Quoted passage:
Release notes v3.12
===================

The 3.12 release is the result of 6 months of work involving around
550 pull requests and touching all aspects of the engine.

Most of the work went into the optimization/enhancement of the
risk calculators - notably the event based risk and damage
calculators - and into a full rewrite of the GMPE library,
described in this post:
https://groups.google.com/g/openquake-users/c/Tj5t1rJ7MX0/m/BHLrOPt6AQAJ

The complete list of changes is listed in the changelog:
https://github.com/gem/oq-engine/blob/engine-3.12/debian/changelog

New risk features
-----------------

### Flexible field names in exposure csv files

Before engine 3.11 the header names of the columns in a CSV exposure was
hard-coded and therefore one had to manually rename columns to strictly
match the names required by the engine from any pre-existing exposure files.
That often meant maintaning two exposure formats and required the exposure
files for the engine to be regenerated after any changes in the
original one. Now a user can simply specify a mapping of the custom
column names in their exposure files to the names required by the engine,
in the exposure.xml metadata file.

An example is given here:\
https://github.com/gem/oq-engine/blob/engine-3.12/openquake/qa_tests_data/scenario/case_16/Example_Exposure.xml

### Other exposure-related improvements

- The reading of CSV exposures has been optimized by using pandas.

- We added an option to ignore encoding errors by skipping any
offending characters. The reason is that often exposures are a
patchwork of CSV files of unknown encoding. `ignore_encoding_errors = true`
should be used only as a last resort: if possible, you should
convert all of your exposures into UTF-8, the only encoding supported
by the engine. However, in case there are a few bad characters in a
description or geographic region, it is better to have a mispelling in
the description or region name when exporting the results rather than
having the entire calculation fail.

### ShakeMaps enhancements

There was a nontrivial amount of work on the ShakeMaps module, mostly
contributed by [Nicolas Schmid](https://github.com/schmidni) of ETH Zurich.
Now it is possible to
read a ShakeMap from a custom URL (or local file) and not only from
the USGS site. It is also possible to read ShakeMaps in ShapeFile
format, as well as many other formats (.xml, .zip, .npy). Moreover we
now support the MMI intensity measure type if spatial and cross
correlation are disabled. The advanced manual has been updated with
the new features, see\
https://docs.openquake.org/oq-engine/advanced/risk-features.html#scenarios-from-shakemaps

### Risk calculations starting from GMFs in HDF5

It is now possible to run risk calculations starting from GMFs
in HDF5 format by setting the option

`gmfs_file = gmf-data.hdf5`

but that involves some limitations. The HDF5 format of the GMFs is meant
to be stable across engine versions. However, the details of the logic-
tree implementation change in every release. Therefore, the approach can only
work if risk calculations starting from GMFs in HDF5 format are
restricted to see a single realization, obtained by collecting together
all realizations. This is equivalent to using the new option

`collect_rlzs=true`

Notice that the results will be meaningful and corresponding
to mean results *only if* originally all the realizations have the same
weight, which is the case if the original hazard calculation was
using sampling of the logic tree.

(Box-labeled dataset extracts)
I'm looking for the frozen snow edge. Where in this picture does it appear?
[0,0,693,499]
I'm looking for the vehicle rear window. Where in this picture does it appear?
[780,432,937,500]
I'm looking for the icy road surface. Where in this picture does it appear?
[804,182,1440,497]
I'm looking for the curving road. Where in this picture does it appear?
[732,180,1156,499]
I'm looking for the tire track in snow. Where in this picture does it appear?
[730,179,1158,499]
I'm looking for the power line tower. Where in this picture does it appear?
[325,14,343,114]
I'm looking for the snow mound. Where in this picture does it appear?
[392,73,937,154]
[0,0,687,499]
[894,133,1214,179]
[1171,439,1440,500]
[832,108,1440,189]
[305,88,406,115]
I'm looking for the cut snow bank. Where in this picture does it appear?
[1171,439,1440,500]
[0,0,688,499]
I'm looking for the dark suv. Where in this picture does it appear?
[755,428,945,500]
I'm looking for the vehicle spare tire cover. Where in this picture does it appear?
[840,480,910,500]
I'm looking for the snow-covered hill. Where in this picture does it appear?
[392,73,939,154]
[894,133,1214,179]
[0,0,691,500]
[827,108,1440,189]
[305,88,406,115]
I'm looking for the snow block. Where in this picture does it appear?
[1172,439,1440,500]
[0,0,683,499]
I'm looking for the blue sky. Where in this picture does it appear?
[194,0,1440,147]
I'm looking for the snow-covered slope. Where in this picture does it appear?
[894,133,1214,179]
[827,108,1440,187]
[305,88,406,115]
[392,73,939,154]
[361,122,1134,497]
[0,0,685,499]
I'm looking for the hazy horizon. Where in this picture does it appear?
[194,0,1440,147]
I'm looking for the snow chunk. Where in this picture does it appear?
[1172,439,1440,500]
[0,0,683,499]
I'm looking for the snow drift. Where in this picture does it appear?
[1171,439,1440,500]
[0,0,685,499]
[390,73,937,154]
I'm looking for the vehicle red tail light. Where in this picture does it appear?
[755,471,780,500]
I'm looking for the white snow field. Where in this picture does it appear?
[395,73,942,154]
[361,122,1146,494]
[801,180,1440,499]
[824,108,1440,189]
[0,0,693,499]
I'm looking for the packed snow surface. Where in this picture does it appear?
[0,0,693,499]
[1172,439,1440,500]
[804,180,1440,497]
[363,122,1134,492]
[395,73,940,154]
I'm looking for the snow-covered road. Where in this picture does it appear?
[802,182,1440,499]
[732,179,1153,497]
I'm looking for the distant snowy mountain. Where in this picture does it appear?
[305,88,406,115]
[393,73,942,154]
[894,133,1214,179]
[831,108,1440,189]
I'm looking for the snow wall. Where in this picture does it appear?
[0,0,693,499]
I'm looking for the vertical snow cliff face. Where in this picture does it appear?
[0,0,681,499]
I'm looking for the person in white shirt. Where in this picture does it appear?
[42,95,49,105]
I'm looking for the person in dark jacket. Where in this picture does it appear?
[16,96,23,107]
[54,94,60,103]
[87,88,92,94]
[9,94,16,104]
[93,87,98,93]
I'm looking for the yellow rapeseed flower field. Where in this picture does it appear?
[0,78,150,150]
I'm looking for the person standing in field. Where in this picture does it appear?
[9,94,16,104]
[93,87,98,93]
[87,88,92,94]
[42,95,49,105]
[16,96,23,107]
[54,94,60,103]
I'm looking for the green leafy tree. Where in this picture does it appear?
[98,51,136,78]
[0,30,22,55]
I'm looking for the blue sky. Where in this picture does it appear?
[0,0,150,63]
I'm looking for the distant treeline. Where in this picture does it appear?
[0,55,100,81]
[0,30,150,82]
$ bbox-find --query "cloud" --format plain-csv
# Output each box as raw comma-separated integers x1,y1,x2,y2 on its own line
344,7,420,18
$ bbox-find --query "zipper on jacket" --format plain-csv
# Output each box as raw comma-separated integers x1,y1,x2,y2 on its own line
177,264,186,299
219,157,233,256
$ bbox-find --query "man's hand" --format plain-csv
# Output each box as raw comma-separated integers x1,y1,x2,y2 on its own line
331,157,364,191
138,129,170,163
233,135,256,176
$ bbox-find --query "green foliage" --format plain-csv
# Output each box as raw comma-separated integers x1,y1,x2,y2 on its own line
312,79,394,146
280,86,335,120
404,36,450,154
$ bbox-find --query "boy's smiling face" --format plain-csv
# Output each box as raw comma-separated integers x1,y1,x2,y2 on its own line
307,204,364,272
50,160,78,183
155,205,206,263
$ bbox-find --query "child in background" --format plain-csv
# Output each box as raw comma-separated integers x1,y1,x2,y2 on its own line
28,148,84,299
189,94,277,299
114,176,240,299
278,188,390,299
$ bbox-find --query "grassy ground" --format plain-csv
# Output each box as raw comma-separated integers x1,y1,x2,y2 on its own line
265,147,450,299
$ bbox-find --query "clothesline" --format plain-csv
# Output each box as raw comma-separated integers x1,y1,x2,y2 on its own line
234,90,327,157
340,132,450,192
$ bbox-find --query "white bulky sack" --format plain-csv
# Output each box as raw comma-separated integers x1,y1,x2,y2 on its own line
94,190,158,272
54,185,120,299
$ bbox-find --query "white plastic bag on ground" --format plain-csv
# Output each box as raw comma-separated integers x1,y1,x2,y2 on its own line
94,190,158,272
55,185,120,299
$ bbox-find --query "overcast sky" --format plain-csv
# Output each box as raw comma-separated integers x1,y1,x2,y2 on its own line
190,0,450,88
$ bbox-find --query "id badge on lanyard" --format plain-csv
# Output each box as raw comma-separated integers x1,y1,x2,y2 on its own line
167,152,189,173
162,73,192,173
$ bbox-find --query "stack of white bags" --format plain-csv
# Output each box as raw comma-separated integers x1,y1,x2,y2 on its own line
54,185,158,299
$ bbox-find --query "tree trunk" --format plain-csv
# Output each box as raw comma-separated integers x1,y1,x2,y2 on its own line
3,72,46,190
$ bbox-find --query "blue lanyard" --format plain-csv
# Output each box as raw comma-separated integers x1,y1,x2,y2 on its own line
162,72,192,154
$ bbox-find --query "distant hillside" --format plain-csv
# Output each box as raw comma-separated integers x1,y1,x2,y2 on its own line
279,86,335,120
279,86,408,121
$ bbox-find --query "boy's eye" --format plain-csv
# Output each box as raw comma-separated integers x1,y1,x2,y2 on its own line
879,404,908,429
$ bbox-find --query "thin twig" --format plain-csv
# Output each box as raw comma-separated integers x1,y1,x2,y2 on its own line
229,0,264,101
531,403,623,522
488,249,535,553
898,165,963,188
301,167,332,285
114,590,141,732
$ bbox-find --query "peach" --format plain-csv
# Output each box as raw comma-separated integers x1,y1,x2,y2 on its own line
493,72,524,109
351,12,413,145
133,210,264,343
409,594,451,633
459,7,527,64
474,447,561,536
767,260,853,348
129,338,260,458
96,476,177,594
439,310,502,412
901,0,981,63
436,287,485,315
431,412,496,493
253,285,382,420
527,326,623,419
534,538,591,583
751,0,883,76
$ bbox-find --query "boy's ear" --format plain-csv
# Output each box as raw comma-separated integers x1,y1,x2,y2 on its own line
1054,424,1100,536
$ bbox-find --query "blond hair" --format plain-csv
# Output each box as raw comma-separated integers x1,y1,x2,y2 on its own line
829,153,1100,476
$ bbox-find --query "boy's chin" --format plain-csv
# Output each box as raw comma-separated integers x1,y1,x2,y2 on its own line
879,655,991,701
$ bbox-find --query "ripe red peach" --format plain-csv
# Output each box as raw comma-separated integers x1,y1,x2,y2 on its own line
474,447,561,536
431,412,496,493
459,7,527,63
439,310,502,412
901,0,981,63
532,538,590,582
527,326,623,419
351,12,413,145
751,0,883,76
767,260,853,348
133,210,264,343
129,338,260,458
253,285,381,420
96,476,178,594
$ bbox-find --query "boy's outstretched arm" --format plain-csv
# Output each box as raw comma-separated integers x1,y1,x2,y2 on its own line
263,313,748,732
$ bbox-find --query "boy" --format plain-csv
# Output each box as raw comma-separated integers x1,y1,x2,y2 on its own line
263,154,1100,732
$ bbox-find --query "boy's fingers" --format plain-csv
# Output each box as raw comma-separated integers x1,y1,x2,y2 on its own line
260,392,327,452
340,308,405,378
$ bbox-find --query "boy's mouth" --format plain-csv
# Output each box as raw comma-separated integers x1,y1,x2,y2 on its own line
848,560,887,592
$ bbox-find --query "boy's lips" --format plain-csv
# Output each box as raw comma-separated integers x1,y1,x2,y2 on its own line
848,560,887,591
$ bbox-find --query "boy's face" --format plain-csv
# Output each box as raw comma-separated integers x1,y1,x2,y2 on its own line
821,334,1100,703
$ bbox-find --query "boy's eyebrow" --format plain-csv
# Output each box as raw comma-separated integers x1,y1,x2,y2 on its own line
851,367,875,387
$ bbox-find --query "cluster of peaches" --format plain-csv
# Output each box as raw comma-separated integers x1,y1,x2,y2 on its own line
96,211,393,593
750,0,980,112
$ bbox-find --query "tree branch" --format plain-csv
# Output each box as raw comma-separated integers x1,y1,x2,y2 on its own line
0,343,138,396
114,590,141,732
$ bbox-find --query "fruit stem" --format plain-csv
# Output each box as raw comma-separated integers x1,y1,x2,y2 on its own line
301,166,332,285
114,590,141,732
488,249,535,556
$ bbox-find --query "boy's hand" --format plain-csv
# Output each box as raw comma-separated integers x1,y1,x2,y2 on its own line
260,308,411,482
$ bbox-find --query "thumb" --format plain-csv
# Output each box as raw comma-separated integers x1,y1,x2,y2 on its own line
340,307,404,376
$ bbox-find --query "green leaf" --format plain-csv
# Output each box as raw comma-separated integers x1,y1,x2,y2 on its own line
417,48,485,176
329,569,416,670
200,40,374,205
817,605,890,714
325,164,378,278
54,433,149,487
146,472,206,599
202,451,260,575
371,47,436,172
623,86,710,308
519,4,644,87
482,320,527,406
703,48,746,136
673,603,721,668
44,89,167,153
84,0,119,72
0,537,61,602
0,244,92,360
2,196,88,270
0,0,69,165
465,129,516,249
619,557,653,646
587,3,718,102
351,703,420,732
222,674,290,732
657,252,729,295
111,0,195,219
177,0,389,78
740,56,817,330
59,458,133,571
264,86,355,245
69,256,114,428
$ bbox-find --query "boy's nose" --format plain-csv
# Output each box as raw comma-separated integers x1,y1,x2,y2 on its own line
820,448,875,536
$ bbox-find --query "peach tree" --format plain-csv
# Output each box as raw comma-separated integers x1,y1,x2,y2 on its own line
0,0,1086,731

To be done:
1. In the release notes, rewrite the passage from "### Other exposure-related" to "entire calculation fail.", swapping "description" for "asset name".
2. Extend the 3.12 release notes past their final sentence.

Expected results:
1.
### Other exposure-related improvements

- The reading of CSV exposures has been optimized by using pandas.

- We added an option to ignore encoding errors by skipping any
offending characters. The reason is that often exposures are a
patchwork of CSV files of unknown encoding. `ignore_encoding_errors = true`
should be used only as a last resort: if possible, you should
convert all of your exposures into UTF-8, the only encoding supported
by the engine. However, in case there are a few bad characters in a
asset name or geographic region, it is better to have a mispelling in
the asset name or region name when exporting the results rather than
having the entire calculation fail.

2.
Event based risk calculators
----------------------------

- The work on unifying the `scenario_risk`, `event_based_risk` and
`ebrisk` calculators - started in engine 3.11 - has been finally
completed. Thanks to this work the `ebrisk` calculator is now
deprecated. You should use the `event_based_risk` calculator instead,
since it is more efficient than `ebrisk` ever was. The trick was to
change `event_based_risk` to use the same distribution mechanism as
`ebrisk` (i.e. distribution by ruptures, not by site).

- The management of random numbers in risk calculations has been changed.
In particular, previously, it was impossible to run even
medium-sized event based risk calculations if the vulnerability functions had
non-zero coefficients of variation, because all the time was spent
reading a huge matrix of epsilons which could be hundreds of GB in size.

Now the epsilons matrix has disappeared since the corresponding random
numbers (governed by the `master_seed` parameter) are generated
dynamically by using modern numpy features (i.e. the
`numpy.random.Philox` random number generator).

However, running extra-large event based risk calculations may still
impossible unless you set `ignore_master_seed = true`, which
effectively turns off the generation of the epsilons.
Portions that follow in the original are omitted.